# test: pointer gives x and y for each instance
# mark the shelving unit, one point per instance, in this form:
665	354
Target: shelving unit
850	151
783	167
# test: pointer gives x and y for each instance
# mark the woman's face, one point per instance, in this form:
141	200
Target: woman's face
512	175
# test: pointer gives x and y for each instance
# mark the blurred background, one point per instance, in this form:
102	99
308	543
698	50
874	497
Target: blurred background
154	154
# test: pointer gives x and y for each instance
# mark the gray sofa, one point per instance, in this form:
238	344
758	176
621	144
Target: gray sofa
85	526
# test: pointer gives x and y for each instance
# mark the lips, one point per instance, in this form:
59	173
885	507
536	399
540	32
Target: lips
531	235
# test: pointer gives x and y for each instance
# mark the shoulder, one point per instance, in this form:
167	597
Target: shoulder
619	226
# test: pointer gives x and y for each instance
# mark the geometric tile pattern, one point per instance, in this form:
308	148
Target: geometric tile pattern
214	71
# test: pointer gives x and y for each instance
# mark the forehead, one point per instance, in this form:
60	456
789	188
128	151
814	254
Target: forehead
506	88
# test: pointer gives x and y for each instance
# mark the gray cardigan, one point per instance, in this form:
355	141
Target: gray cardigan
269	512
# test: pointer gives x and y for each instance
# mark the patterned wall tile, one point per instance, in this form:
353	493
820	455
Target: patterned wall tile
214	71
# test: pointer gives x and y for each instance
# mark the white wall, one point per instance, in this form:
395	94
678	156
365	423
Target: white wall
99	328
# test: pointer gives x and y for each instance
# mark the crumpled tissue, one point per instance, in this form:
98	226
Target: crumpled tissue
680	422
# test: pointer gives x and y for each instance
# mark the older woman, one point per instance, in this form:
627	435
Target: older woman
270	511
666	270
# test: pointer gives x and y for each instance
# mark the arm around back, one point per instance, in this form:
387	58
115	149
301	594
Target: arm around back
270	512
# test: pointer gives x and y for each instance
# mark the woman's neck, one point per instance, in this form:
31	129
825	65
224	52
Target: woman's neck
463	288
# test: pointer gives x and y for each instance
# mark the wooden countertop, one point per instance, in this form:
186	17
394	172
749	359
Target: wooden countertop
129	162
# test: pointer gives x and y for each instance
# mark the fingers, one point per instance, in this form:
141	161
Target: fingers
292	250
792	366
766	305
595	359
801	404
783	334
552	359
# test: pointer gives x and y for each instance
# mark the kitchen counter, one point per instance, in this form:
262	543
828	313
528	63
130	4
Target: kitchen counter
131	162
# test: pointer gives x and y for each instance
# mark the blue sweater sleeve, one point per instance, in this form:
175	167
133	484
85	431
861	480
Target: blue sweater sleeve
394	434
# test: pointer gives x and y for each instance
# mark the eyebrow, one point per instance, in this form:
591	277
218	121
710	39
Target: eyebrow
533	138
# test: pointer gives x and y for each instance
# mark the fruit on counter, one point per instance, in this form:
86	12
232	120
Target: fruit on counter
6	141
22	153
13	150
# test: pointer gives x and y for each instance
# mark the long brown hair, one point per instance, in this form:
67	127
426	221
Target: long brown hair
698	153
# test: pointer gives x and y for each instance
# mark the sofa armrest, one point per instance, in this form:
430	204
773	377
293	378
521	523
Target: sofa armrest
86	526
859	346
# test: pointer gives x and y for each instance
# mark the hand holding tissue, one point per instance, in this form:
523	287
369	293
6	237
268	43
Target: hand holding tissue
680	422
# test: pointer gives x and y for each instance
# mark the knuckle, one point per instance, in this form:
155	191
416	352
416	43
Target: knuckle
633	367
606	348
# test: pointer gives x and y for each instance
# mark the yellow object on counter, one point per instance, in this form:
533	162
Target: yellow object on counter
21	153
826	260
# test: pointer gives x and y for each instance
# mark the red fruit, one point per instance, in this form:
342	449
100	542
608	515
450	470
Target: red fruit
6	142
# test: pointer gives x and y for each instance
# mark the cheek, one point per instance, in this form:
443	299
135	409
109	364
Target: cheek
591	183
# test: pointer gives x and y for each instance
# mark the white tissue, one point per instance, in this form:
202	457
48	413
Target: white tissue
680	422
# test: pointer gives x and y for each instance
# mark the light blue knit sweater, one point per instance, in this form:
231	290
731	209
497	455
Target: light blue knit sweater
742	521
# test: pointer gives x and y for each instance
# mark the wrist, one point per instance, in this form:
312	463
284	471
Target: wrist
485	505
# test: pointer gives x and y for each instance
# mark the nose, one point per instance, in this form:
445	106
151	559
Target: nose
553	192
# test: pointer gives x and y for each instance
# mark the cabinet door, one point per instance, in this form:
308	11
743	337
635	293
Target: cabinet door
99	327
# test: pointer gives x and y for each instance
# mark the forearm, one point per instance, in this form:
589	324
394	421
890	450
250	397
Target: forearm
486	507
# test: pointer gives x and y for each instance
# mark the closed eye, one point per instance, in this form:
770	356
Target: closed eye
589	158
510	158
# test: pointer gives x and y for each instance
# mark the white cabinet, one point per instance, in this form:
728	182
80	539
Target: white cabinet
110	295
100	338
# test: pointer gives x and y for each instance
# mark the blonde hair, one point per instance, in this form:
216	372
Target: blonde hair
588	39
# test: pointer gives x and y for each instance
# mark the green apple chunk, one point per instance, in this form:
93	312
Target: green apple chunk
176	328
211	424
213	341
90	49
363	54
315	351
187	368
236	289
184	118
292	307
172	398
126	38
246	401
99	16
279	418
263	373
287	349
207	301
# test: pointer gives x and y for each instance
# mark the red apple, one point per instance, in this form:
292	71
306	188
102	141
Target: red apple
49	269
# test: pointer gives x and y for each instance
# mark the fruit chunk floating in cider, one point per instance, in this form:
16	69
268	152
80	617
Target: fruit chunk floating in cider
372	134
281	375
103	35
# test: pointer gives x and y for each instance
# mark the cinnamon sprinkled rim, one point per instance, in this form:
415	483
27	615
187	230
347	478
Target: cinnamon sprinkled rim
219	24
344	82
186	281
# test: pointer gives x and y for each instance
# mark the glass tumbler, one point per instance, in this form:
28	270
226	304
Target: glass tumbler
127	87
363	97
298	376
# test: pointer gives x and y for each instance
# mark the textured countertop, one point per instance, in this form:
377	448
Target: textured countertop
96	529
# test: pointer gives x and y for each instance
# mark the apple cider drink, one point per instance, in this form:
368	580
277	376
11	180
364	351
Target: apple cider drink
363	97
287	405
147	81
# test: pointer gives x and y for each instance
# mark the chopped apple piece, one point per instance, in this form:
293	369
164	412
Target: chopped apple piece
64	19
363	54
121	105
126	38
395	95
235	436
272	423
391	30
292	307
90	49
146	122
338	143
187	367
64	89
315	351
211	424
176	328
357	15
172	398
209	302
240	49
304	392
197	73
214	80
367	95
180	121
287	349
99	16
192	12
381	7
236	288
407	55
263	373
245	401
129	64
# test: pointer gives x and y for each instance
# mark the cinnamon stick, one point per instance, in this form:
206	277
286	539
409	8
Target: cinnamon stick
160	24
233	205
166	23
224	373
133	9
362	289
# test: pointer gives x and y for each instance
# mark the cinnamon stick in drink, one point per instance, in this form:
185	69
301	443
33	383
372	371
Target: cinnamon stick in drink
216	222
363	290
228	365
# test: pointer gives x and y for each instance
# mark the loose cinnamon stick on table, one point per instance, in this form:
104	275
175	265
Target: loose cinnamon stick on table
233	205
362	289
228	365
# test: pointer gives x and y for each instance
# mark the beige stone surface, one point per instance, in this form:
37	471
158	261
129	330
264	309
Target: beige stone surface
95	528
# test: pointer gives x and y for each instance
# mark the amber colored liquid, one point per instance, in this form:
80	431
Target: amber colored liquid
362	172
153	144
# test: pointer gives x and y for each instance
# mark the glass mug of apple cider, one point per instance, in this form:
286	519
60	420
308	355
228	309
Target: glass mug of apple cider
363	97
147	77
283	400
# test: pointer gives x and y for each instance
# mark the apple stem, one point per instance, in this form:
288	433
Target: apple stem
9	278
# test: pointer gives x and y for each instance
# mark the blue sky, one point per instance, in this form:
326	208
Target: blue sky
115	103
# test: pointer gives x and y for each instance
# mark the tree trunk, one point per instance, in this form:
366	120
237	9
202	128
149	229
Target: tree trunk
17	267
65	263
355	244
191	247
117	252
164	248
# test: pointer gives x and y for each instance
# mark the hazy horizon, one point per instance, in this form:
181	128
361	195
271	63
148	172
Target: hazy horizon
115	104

◇ ◇ ◇ ◇

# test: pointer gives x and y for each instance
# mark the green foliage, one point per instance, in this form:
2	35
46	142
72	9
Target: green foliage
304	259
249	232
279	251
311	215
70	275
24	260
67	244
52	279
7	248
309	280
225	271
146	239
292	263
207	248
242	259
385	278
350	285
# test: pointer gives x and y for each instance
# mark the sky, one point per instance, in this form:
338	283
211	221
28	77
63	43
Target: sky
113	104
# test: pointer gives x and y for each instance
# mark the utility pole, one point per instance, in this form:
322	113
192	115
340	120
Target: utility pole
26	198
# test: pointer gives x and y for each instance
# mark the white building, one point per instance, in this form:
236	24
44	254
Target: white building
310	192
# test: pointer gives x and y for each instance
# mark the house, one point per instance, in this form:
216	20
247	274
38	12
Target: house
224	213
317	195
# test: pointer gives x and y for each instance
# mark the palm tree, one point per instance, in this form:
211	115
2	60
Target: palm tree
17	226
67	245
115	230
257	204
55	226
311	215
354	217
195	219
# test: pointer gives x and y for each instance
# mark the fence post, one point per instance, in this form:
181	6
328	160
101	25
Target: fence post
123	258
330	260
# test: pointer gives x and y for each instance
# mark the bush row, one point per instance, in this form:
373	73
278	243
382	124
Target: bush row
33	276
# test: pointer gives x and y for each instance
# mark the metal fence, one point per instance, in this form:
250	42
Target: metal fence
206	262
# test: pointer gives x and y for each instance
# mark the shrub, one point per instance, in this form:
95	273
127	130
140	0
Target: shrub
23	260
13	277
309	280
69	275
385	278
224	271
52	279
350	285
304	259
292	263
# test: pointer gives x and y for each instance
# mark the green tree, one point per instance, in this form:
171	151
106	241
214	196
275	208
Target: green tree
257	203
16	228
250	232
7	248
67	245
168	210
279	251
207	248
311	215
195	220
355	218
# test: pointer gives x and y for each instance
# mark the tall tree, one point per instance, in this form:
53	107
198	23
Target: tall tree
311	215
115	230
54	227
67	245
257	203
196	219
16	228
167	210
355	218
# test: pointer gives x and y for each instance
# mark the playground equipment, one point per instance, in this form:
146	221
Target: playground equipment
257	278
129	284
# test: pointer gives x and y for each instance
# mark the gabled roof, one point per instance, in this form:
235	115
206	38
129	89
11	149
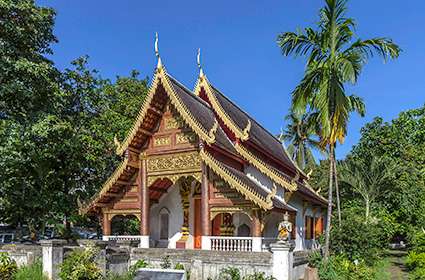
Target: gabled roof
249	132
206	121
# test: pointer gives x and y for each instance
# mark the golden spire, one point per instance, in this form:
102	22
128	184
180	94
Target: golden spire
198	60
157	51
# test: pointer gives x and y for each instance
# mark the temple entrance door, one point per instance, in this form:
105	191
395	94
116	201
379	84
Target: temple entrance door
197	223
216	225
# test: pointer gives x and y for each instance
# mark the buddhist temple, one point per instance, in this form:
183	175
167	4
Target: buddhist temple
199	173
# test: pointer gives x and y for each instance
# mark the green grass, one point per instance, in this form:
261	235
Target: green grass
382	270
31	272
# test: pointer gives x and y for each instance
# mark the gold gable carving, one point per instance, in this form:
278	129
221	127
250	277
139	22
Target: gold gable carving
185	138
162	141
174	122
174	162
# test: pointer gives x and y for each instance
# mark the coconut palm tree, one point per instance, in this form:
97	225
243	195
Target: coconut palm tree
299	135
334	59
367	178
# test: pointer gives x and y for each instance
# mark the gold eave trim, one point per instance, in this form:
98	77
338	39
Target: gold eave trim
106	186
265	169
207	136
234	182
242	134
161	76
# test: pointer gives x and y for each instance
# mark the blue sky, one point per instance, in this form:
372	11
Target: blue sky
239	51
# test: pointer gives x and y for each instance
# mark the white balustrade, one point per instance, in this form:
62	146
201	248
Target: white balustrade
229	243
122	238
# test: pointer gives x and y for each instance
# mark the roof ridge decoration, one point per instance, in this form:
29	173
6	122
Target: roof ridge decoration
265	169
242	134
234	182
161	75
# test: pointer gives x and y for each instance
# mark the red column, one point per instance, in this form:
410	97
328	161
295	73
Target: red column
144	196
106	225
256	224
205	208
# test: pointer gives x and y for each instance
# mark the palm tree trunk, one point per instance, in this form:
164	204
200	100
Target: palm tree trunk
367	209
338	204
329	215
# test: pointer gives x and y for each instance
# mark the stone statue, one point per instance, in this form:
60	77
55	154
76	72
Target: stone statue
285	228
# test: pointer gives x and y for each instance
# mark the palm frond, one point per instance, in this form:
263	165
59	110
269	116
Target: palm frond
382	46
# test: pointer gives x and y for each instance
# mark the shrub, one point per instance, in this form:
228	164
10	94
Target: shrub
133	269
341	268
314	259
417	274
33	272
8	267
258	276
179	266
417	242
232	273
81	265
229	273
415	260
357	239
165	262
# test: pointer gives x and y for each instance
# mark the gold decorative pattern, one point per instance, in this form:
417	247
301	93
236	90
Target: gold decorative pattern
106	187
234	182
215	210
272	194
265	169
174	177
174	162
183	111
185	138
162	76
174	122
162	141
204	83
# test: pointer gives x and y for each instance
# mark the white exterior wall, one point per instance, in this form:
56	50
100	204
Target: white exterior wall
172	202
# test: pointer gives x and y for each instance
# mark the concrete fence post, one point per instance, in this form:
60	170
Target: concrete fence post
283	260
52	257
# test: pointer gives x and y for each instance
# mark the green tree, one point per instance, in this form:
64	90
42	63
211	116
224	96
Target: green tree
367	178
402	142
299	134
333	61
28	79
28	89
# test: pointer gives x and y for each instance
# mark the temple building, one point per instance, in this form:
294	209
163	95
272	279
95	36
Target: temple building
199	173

◇ ◇ ◇ ◇

## WHAT YOU ARE ASKED TO DO:
From all the items above, copy out each line that contains the word "playground".

## FULL RESPONSE:
# mark the playground equipment, one point per instance, in this form:
Target: playground equipment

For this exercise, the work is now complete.